ЧТО НУЖНО СДЕЛАТЬ
• A. В чем, по словам отвечающего в интервью, состоит роль Искусства?
• B. Перепишите, пожалуйста, дословно фрагмент интервью, который открывается словами, содержащими «ИНТЕРВЬЮ С ТАНАСИСОМ», и завершается словами «интересной другим способом.».

ФРАГМЕНТ ТЕКСТА
•••••
ИНТЕРВЬЮ С ТАНАСИСОМ НИАРХОСОМ [1]

 

Искусство не является самым значительным проявлением жизни.

Так что Дада стремится сделать жизнь интересной другим способом.

– Тристан Тцара

 

Вопрос: Вы утверждали, что ваша работа в первую очередь двигается в области эксперимента и исследования. Расскажете об этом подробнее?

Ответ: С самого начала я должен сказать, что у меня нет намерений ставить под сомнение или упразднять (!) литературу. Я просто хочу, освободившись от предрассудков, установок и конвенций по поводу того, как она должна функционировать, «увидеть» её заново как (действенное) средство художественного высказывания и человеческой коммуникации. Таким образом, я исследую границы «литературности» литературы. Я верю, что не только искусство, но и всё вокруг должно постоянно пересматриваться с самого начала. Будто это случается в первый раз. Только с таким «открытым взглядом» можно в наши дни (как и в любые другие) восстановить реальную роль Искусства. А роль эта (всегда) остаётся неизменной, независимо от того, какие разрушения и подмены понятий на неё воздействовали. Эта роль – дать человеку возможность освобождения на всех уровнях: личном и общественном.
•••••
ПОЗИЦИИ СПИСКА
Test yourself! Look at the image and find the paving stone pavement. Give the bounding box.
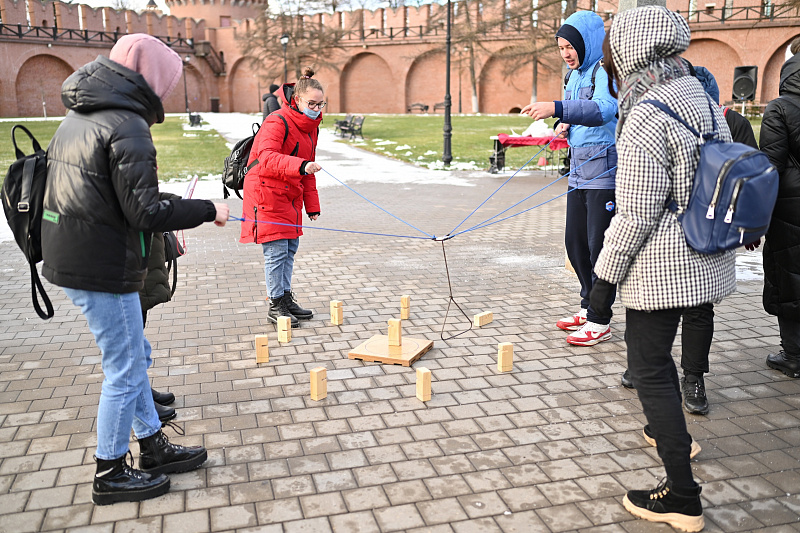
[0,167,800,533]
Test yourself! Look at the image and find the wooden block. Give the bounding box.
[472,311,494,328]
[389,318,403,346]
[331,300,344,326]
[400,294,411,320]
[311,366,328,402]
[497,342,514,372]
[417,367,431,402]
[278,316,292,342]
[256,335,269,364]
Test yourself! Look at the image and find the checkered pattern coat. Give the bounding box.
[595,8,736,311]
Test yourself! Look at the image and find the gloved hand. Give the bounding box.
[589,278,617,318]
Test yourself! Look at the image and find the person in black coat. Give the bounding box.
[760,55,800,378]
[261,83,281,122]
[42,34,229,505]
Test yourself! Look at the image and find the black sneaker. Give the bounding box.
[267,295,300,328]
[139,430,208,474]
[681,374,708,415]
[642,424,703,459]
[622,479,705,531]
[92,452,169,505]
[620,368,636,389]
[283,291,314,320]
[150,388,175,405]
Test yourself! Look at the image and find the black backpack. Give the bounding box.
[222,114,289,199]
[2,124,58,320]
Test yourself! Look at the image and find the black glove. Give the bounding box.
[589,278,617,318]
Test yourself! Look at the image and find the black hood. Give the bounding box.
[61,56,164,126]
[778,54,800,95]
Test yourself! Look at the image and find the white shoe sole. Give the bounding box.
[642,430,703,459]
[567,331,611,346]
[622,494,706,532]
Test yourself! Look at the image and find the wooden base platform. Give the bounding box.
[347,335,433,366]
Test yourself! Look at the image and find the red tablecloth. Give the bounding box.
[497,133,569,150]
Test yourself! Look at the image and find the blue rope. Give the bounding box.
•••••
ОЖИДАЕМЫЕ ОТВЕТЫ
• A. Дать человеку возможность освобождения на всех уровнях: личном и общественном.

• B.
ИНТЕРВЬЮ С ТАНАСИСОМ НИАРХОСОМ [1]

 

Искусство не является самым значительным проявлением жизни.

Так что Дада стремится сделать жизнь интересной другим способом.